Reproduce the data with each occurrence of "clicks" replaced by "points" and everything else left unchanged. Leave the pictures out of your answer.

▸ Items in a dataset:

▼

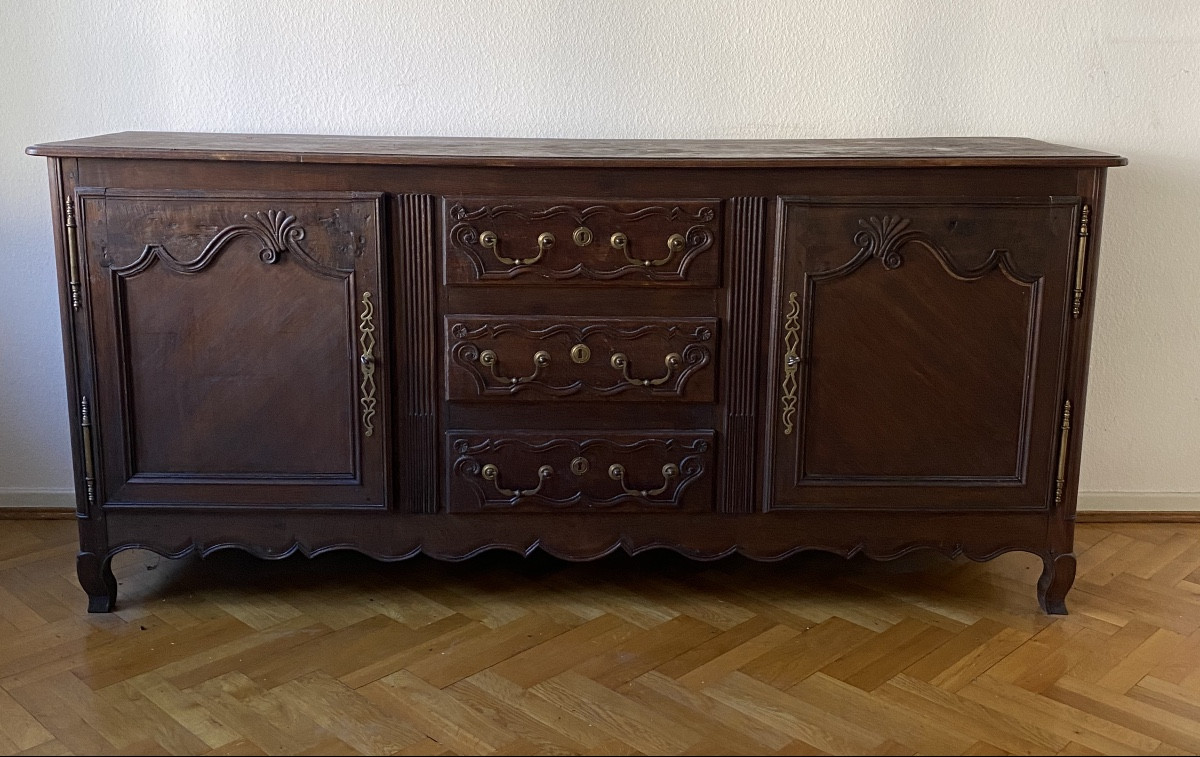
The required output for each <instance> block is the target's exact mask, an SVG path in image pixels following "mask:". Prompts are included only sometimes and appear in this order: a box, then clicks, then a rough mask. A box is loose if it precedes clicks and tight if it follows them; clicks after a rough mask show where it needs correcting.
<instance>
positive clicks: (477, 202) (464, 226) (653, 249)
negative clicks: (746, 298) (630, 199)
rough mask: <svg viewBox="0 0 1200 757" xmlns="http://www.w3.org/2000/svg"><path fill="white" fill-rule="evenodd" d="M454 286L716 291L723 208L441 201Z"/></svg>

▲

▸ EXPECTED OUTPUT:
The required output for each <instance> block is the target's exact mask, an SVG path in image pixels following "mask:". Prompts are included only sometimes and appear in this order: a box, then points, then a rough mask. A box is loose if it precedes points and tight if it follows them; points after a rough mask show where it needs correcting.
<instance>
positive points: (477, 202) (464, 226) (653, 249)
negative points: (746, 298) (630, 199)
rough mask: <svg viewBox="0 0 1200 757" xmlns="http://www.w3.org/2000/svg"><path fill="white" fill-rule="evenodd" d="M454 286L716 291L723 208L441 201Z"/></svg>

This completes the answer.